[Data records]
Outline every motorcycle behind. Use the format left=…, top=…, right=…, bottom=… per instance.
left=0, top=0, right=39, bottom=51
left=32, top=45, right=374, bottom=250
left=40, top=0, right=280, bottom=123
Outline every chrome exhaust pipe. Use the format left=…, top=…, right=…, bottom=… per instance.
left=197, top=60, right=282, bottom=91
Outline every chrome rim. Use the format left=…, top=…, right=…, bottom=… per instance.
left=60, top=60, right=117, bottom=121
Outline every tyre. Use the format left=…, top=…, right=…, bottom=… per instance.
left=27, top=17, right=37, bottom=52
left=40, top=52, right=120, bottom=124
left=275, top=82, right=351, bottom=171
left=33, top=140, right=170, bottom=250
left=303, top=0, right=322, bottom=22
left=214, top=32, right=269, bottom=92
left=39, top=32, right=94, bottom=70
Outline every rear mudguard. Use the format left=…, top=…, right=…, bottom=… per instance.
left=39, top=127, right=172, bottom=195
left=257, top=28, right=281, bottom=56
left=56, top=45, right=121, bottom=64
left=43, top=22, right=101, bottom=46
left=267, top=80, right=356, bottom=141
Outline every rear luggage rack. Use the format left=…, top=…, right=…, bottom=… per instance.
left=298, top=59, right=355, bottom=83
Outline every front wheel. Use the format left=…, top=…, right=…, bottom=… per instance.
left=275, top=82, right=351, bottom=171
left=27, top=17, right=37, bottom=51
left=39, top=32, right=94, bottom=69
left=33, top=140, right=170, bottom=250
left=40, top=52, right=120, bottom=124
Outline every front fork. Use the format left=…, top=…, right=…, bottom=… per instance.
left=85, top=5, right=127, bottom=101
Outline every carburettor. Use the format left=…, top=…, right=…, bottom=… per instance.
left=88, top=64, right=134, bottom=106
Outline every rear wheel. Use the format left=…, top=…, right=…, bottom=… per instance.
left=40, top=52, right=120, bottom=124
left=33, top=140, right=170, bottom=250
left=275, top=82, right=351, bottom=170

▶ Work to be completed
Write out every line of the items above as a numbered list, leaving out any blank lines.

▶ Final answer
1. Outline every motorcycle behind. Use the format left=…, top=…, right=…, bottom=… per instance.
2. left=0, top=0, right=39, bottom=51
3. left=32, top=45, right=374, bottom=250
4. left=40, top=0, right=280, bottom=123
5. Outline every chrome exhaust pipe. Use the format left=…, top=…, right=…, bottom=… per instance.
6. left=197, top=60, right=282, bottom=91
7. Outline every chrome rim. Use the format left=…, top=…, right=…, bottom=… per instance.
8. left=60, top=60, right=117, bottom=121
9. Outline every tyre. Use the format left=…, top=…, right=…, bottom=… per instance.
10. left=27, top=17, right=37, bottom=52
11. left=40, top=52, right=120, bottom=124
12. left=275, top=82, right=351, bottom=171
13. left=33, top=140, right=170, bottom=250
14. left=303, top=0, right=322, bottom=22
15. left=214, top=32, right=269, bottom=92
16. left=39, top=32, right=94, bottom=70
17. Outline every rear mudguard. Use the format left=…, top=…, right=…, bottom=… per instance.
18. left=39, top=127, right=172, bottom=195
19. left=257, top=28, right=281, bottom=56
20. left=56, top=45, right=121, bottom=64
21. left=43, top=22, right=101, bottom=46
22. left=267, top=80, right=356, bottom=141
23. Outline every rear luggage rack. Use the format left=…, top=…, right=…, bottom=… per instance.
24. left=298, top=59, right=355, bottom=83
25. Outline every front wheel. Use the format left=…, top=…, right=…, bottom=… per instance.
26. left=275, top=82, right=351, bottom=171
27. left=27, top=17, right=37, bottom=51
28. left=39, top=32, right=94, bottom=69
29. left=33, top=140, right=170, bottom=250
30. left=40, top=52, right=120, bottom=124
31. Outline every front fork. Use the format left=…, top=…, right=…, bottom=… per instance.
32. left=85, top=5, right=127, bottom=101
33. Outline every carburettor. Use the format left=…, top=…, right=…, bottom=… per instance.
34. left=88, top=64, right=134, bottom=106
35. Outline every rear wheel. Use the format left=…, top=…, right=…, bottom=… per instance.
36. left=40, top=52, right=120, bottom=124
37. left=33, top=140, right=170, bottom=250
38. left=275, top=82, right=351, bottom=170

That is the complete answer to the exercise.